** PROBLEM STATEMENT **
Can you edit everything from the line containing "query (the noun phrase to segment): yellow" down to the end of the items so that "yellow container" becomes "yellow bucket", leaving all else unchanged, and return only those lines?

Labeled region items

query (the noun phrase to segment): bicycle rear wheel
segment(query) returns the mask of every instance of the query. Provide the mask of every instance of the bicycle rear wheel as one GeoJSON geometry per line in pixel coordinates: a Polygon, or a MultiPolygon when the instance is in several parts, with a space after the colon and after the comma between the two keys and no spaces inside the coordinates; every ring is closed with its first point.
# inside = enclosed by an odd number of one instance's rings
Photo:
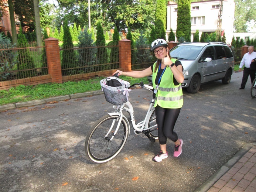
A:
{"type": "Polygon", "coordinates": [[[150,120],[149,121],[148,127],[153,127],[151,128],[149,130],[149,134],[150,137],[154,137],[155,139],[158,139],[158,130],[157,130],[157,123],[156,119],[156,114],[155,114],[155,110],[150,115],[150,120]]]}
{"type": "Polygon", "coordinates": [[[254,79],[251,88],[251,96],[252,98],[256,97],[256,78],[254,79]]]}
{"type": "Polygon", "coordinates": [[[127,123],[124,119],[121,120],[113,138],[110,140],[117,128],[119,119],[118,115],[106,115],[91,129],[85,142],[85,153],[90,161],[97,163],[106,162],[116,157],[123,148],[128,134],[127,123]]]}

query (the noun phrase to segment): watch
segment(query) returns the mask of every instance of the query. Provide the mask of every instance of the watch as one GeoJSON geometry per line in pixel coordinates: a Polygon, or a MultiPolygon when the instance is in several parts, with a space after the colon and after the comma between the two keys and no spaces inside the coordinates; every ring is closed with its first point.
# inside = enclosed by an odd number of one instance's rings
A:
{"type": "Polygon", "coordinates": [[[174,65],[174,63],[173,63],[173,64],[172,64],[170,65],[169,65],[169,66],[170,67],[170,68],[171,68],[171,67],[173,67],[174,65]]]}

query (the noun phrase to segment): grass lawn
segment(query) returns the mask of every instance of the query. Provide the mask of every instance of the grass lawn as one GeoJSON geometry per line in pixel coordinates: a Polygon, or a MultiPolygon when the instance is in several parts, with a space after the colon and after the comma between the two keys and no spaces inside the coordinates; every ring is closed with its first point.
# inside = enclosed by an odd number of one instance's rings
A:
{"type": "MultiPolygon", "coordinates": [[[[42,99],[57,96],[100,90],[99,82],[103,77],[86,81],[69,81],[62,83],[45,83],[34,86],[19,85],[8,90],[0,90],[0,105],[42,99]]],[[[120,78],[131,84],[143,81],[149,83],[147,78],[136,79],[121,76],[120,78]]]]}
{"type": "MultiPolygon", "coordinates": [[[[235,71],[239,69],[239,65],[235,65],[235,71]]],[[[101,87],[99,82],[103,78],[98,77],[86,81],[69,81],[63,83],[20,85],[8,90],[0,90],[0,105],[100,90],[101,87]]],[[[121,76],[120,78],[130,82],[131,85],[141,81],[145,84],[149,83],[146,77],[136,79],[121,76]]]]}

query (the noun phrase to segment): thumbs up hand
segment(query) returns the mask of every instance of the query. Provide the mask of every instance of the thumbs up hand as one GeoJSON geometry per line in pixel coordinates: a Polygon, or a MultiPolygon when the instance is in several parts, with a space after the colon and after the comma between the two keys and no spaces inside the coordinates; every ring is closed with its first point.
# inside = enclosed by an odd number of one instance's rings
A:
{"type": "Polygon", "coordinates": [[[173,63],[169,56],[169,54],[167,54],[166,57],[162,58],[162,63],[165,65],[170,66],[173,63]]]}

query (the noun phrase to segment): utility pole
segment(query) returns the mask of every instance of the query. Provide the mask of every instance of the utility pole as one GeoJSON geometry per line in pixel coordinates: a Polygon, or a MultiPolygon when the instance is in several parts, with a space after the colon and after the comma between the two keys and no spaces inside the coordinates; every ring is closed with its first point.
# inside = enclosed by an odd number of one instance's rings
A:
{"type": "Polygon", "coordinates": [[[88,15],[89,17],[89,27],[91,29],[91,5],[90,5],[90,0],[88,0],[88,15]]]}
{"type": "Polygon", "coordinates": [[[223,0],[219,0],[219,16],[217,24],[217,32],[216,32],[216,40],[218,40],[219,37],[220,37],[221,33],[221,22],[222,17],[222,10],[223,9],[223,0]]]}

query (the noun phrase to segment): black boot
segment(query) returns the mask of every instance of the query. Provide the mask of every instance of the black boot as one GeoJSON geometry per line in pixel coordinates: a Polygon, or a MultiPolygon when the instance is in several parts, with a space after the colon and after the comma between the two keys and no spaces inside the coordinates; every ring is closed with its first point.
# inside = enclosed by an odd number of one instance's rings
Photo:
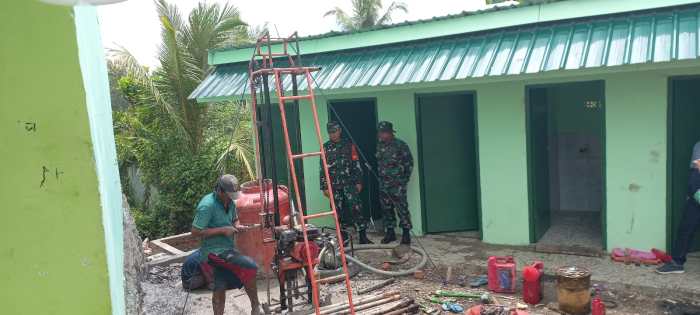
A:
{"type": "Polygon", "coordinates": [[[343,246],[348,246],[348,244],[350,244],[350,233],[341,229],[340,230],[340,237],[343,238],[343,246]]]}
{"type": "Polygon", "coordinates": [[[374,242],[367,238],[367,230],[360,230],[358,234],[360,234],[360,244],[374,244],[374,242]]]}
{"type": "Polygon", "coordinates": [[[401,244],[411,245],[411,230],[403,229],[403,235],[401,235],[401,244]]]}
{"type": "Polygon", "coordinates": [[[394,229],[387,229],[384,233],[384,238],[382,239],[382,244],[389,244],[396,240],[396,232],[394,229]]]}

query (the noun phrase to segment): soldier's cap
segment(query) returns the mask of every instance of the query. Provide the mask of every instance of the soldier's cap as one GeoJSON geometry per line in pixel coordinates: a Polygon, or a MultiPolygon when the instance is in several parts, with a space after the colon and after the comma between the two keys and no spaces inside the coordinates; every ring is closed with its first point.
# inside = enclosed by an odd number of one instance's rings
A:
{"type": "Polygon", "coordinates": [[[329,121],[326,124],[326,130],[328,130],[328,132],[336,132],[338,129],[340,129],[340,124],[337,121],[329,121]]]}
{"type": "Polygon", "coordinates": [[[377,129],[379,132],[394,132],[394,125],[388,121],[380,121],[377,129]]]}
{"type": "Polygon", "coordinates": [[[238,184],[238,178],[231,174],[221,175],[216,180],[216,190],[225,193],[231,200],[236,200],[241,196],[241,186],[238,184]]]}

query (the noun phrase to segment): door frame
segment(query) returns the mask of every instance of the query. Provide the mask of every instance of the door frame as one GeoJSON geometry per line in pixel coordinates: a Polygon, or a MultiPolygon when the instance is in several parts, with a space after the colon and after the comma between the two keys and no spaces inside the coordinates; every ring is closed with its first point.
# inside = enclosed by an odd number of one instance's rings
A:
{"type": "Polygon", "coordinates": [[[421,226],[423,227],[423,231],[425,234],[427,234],[427,224],[428,224],[428,217],[426,213],[426,207],[425,207],[425,182],[423,181],[423,178],[425,178],[425,174],[423,171],[423,140],[421,137],[423,127],[421,126],[421,121],[420,121],[420,97],[421,96],[451,96],[451,95],[464,95],[464,96],[471,96],[473,100],[473,111],[474,111],[474,119],[472,121],[473,126],[474,126],[474,154],[476,155],[474,157],[474,162],[475,162],[475,168],[476,168],[476,216],[477,216],[477,227],[479,231],[479,239],[483,239],[483,225],[482,225],[482,219],[483,216],[481,215],[481,162],[479,161],[479,109],[478,109],[478,103],[477,103],[477,93],[474,90],[468,90],[468,91],[451,91],[451,92],[425,92],[425,93],[414,93],[413,95],[413,106],[414,106],[414,111],[415,111],[415,119],[416,119],[416,143],[418,147],[416,148],[416,153],[418,154],[418,178],[419,178],[419,186],[420,186],[420,205],[421,205],[421,226]]]}
{"type": "Polygon", "coordinates": [[[676,81],[698,80],[700,75],[671,76],[666,83],[666,248],[673,249],[673,84],[676,81]]]}
{"type": "MultiPolygon", "coordinates": [[[[376,128],[377,124],[379,123],[379,105],[377,103],[376,97],[329,98],[326,101],[326,115],[328,116],[328,121],[331,120],[333,113],[335,113],[336,116],[338,115],[338,113],[335,111],[335,109],[332,109],[333,103],[342,103],[342,102],[372,102],[372,104],[374,105],[374,127],[376,128]]],[[[341,124],[341,128],[343,128],[343,124],[341,124]]],[[[345,129],[346,128],[343,128],[343,130],[345,130],[345,129]]],[[[321,130],[323,130],[323,127],[321,127],[321,130]]],[[[348,135],[351,135],[349,130],[346,130],[346,132],[348,133],[348,135]]],[[[375,136],[376,136],[376,134],[375,134],[375,136]]],[[[353,143],[354,143],[355,142],[354,138],[352,138],[351,141],[353,141],[353,143]]],[[[362,152],[362,150],[360,150],[360,152],[362,152]]],[[[364,155],[364,152],[362,152],[361,154],[364,155]]],[[[369,175],[376,177],[376,175],[374,175],[374,174],[376,174],[376,170],[374,170],[374,173],[370,172],[369,175]]],[[[379,183],[379,178],[375,178],[375,179],[377,180],[377,183],[379,183]]],[[[364,184],[366,185],[367,183],[364,183],[364,184]]],[[[379,186],[377,186],[377,189],[379,189],[379,186]]],[[[377,195],[375,197],[377,197],[377,200],[379,200],[379,195],[377,195]]],[[[366,205],[366,207],[371,207],[371,206],[372,205],[366,205]]],[[[381,215],[382,214],[381,209],[378,209],[378,211],[379,211],[379,214],[381,215]]],[[[372,218],[371,220],[374,220],[374,218],[372,218]]]]}
{"type": "MultiPolygon", "coordinates": [[[[531,84],[531,85],[526,85],[525,86],[525,140],[526,140],[526,157],[527,157],[527,198],[528,198],[528,219],[530,220],[528,226],[530,229],[530,244],[535,244],[537,243],[537,233],[535,231],[535,220],[536,218],[536,213],[535,213],[535,200],[533,196],[533,184],[535,181],[535,175],[534,175],[534,159],[532,158],[533,154],[533,148],[532,148],[532,140],[530,137],[531,134],[531,122],[530,119],[530,90],[535,89],[535,88],[550,88],[550,87],[556,87],[556,86],[561,86],[561,85],[570,85],[570,84],[578,84],[578,83],[590,83],[590,82],[597,82],[600,83],[601,86],[601,95],[603,96],[603,99],[601,100],[601,109],[602,109],[602,119],[603,123],[602,125],[602,139],[600,141],[601,145],[601,153],[603,154],[602,157],[602,167],[601,171],[603,172],[602,174],[602,207],[600,209],[600,220],[601,220],[601,232],[602,232],[602,241],[603,244],[602,248],[603,250],[607,250],[607,244],[608,244],[608,232],[607,232],[607,222],[608,222],[608,198],[607,198],[607,184],[608,184],[608,171],[607,171],[607,158],[608,158],[608,152],[607,152],[607,117],[606,117],[606,109],[607,109],[607,97],[605,95],[605,80],[586,80],[586,81],[570,81],[570,82],[557,82],[557,83],[546,83],[546,84],[531,84]]],[[[551,211],[551,209],[550,209],[551,211]]]]}

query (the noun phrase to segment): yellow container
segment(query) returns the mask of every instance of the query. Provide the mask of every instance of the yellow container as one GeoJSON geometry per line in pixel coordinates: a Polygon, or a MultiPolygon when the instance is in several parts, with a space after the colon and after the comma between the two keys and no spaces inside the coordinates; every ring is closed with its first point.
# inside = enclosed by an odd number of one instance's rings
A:
{"type": "Polygon", "coordinates": [[[557,301],[559,310],[573,315],[591,311],[591,272],[586,268],[569,266],[557,270],[557,301]]]}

** CORRECT OUTPUT **
query (the noun phrase to segment): yellow bucket
segment(query) returns the mask of every instance of the query. Provide the mask of every instance of the yellow bucket as one GeoJSON geometry per line in pixel coordinates: a Polygon, or a MultiPolygon when the instance is in several parts, with a space after the colon and after the comma between the two keys and no spaces inside the coordinates; every ring is closed with its first point.
# inside = enclosed by an odd number of one instance's rings
A:
{"type": "Polygon", "coordinates": [[[557,301],[559,310],[573,315],[591,311],[591,272],[586,268],[569,266],[557,270],[557,301]]]}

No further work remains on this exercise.